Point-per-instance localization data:
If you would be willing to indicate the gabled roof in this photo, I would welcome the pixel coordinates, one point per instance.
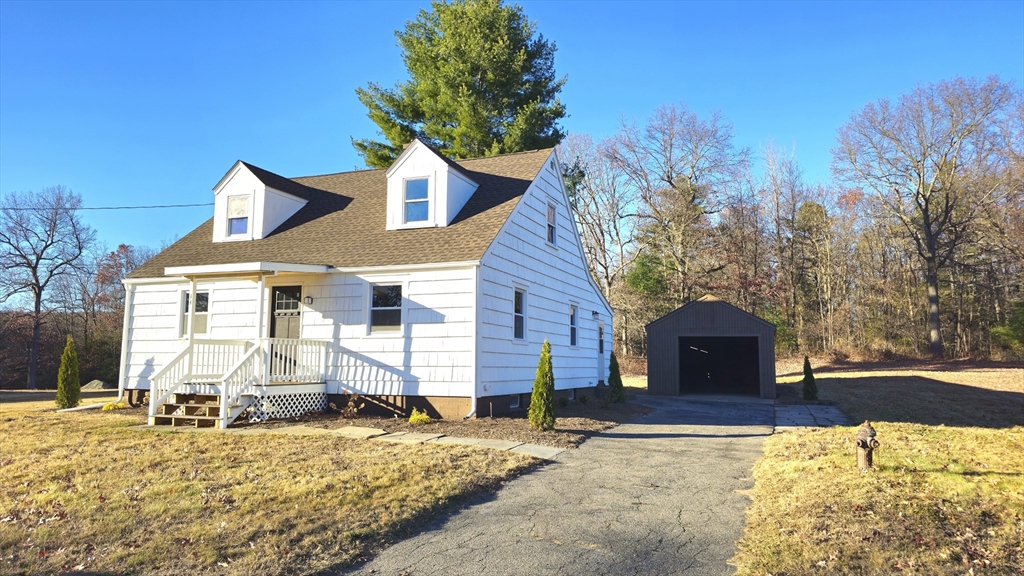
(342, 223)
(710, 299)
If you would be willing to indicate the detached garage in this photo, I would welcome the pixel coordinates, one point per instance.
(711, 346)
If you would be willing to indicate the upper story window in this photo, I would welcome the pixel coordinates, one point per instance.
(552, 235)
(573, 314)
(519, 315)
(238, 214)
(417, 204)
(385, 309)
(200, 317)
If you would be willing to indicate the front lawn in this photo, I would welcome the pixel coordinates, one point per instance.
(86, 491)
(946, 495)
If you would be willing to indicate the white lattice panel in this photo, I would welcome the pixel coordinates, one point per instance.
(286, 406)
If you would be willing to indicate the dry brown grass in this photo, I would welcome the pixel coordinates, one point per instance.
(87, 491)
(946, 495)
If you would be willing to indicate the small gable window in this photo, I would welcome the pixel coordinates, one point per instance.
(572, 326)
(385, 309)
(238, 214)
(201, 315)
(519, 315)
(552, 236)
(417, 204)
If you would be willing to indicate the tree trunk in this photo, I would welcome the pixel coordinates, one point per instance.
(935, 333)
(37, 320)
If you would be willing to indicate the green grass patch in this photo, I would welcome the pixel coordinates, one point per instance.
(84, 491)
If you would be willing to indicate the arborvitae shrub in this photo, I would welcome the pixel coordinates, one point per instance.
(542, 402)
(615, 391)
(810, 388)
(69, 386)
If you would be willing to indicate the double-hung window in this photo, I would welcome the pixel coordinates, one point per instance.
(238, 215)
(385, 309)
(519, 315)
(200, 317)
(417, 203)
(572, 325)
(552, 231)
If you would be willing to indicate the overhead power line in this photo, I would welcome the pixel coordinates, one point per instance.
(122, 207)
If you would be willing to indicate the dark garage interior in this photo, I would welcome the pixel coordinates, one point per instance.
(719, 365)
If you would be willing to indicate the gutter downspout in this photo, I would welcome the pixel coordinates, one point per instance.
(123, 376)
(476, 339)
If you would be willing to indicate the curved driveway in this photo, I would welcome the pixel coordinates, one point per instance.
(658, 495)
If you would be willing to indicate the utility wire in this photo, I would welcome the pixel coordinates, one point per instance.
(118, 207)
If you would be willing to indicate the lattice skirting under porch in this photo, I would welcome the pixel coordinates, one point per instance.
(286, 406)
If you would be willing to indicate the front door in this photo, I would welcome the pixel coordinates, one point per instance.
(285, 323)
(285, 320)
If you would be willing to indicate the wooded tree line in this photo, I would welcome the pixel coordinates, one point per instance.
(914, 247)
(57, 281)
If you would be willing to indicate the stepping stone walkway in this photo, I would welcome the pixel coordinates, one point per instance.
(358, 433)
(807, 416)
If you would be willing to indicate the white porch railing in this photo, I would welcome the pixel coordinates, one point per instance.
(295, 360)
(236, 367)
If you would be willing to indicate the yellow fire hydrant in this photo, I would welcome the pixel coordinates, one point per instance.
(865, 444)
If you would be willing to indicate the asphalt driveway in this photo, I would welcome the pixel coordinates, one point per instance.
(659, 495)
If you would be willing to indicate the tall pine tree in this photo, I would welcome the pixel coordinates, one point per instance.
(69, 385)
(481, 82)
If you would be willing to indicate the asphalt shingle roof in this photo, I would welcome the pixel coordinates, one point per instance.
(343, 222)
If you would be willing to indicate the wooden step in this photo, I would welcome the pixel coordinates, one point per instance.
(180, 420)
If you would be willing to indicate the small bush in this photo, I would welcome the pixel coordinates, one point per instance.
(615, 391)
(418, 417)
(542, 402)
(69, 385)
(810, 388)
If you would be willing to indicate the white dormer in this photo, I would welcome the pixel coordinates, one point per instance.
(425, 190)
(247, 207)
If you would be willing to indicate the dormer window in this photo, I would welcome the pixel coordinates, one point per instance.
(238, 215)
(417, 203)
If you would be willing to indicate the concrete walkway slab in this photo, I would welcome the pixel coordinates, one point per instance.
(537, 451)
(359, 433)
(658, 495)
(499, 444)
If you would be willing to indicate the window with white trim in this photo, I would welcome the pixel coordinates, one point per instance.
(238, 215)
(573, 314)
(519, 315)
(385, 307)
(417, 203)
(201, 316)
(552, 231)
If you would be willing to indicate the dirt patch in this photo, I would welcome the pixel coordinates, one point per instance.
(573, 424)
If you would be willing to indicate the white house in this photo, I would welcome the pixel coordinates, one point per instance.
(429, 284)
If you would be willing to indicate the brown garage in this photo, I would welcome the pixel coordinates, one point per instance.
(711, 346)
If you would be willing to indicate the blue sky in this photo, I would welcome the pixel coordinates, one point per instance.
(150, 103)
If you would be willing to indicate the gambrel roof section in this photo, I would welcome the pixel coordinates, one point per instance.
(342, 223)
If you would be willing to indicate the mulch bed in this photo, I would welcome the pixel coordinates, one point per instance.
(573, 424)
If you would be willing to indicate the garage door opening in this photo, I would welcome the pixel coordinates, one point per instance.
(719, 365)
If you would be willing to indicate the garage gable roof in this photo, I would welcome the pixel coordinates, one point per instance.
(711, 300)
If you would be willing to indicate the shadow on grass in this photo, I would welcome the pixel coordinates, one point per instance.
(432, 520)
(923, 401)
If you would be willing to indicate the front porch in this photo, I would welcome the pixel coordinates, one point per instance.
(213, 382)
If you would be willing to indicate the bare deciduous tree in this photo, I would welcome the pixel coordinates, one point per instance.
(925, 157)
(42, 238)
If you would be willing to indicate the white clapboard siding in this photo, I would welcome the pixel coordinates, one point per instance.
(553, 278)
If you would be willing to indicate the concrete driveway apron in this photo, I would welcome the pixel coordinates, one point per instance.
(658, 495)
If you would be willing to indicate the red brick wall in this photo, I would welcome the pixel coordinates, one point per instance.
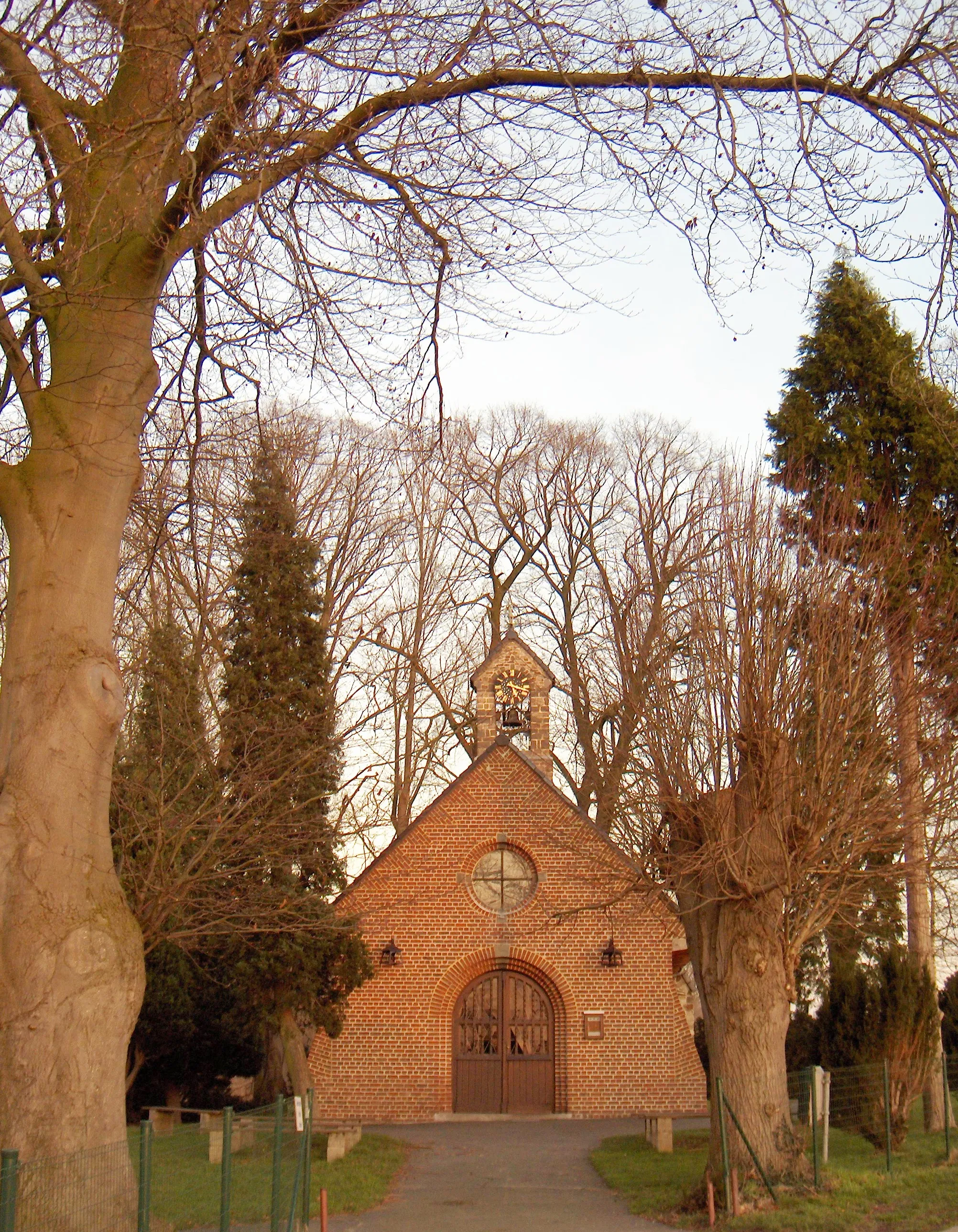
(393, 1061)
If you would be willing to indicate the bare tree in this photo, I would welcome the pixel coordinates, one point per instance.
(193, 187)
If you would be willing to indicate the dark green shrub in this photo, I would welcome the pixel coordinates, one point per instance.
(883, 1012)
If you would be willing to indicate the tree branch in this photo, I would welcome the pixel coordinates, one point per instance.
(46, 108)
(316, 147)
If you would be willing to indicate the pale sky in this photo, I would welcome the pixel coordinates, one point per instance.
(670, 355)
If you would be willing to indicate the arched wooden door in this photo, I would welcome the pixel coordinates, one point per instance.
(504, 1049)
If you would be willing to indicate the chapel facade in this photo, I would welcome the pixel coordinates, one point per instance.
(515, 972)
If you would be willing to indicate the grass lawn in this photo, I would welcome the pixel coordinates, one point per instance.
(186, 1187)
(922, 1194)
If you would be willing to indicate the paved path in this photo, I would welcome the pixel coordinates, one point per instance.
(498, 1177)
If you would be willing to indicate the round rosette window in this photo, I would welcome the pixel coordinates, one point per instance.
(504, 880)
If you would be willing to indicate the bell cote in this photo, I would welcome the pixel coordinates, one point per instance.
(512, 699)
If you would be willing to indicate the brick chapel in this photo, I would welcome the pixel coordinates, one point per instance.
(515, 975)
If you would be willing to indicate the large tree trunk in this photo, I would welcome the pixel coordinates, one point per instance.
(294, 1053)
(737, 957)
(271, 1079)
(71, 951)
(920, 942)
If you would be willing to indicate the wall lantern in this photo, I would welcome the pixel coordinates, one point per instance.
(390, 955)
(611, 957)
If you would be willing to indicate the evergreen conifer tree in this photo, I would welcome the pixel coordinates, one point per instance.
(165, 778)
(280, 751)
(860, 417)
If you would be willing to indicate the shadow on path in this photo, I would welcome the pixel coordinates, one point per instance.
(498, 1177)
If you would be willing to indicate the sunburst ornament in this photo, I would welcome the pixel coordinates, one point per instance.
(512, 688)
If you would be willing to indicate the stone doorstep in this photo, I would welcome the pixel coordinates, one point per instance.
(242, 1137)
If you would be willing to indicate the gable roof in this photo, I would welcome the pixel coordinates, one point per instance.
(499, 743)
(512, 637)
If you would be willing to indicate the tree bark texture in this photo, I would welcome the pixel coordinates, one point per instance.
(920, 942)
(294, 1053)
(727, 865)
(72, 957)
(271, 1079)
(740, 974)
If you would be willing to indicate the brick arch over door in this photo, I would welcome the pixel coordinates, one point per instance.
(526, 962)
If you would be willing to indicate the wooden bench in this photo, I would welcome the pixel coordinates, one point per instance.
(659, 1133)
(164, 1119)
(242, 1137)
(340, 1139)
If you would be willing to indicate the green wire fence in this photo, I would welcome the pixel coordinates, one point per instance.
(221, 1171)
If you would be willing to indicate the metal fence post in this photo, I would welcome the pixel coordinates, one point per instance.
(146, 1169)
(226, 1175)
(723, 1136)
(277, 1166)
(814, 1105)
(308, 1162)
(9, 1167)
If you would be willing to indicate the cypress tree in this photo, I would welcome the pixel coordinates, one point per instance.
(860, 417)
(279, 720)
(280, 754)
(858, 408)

_EXERCISE_
Write out the line containing "If you would be willing to indicate the cypress" and every line after it through the end of the entries. Keep each one exactly as it is, and add nothing.

_YOUR SOLUTION_
If you would be willing to indicate the cypress tree in this photo, I would welcome the pixel coordinates, one point per instance.
(860, 417)
(279, 720)
(280, 754)
(858, 408)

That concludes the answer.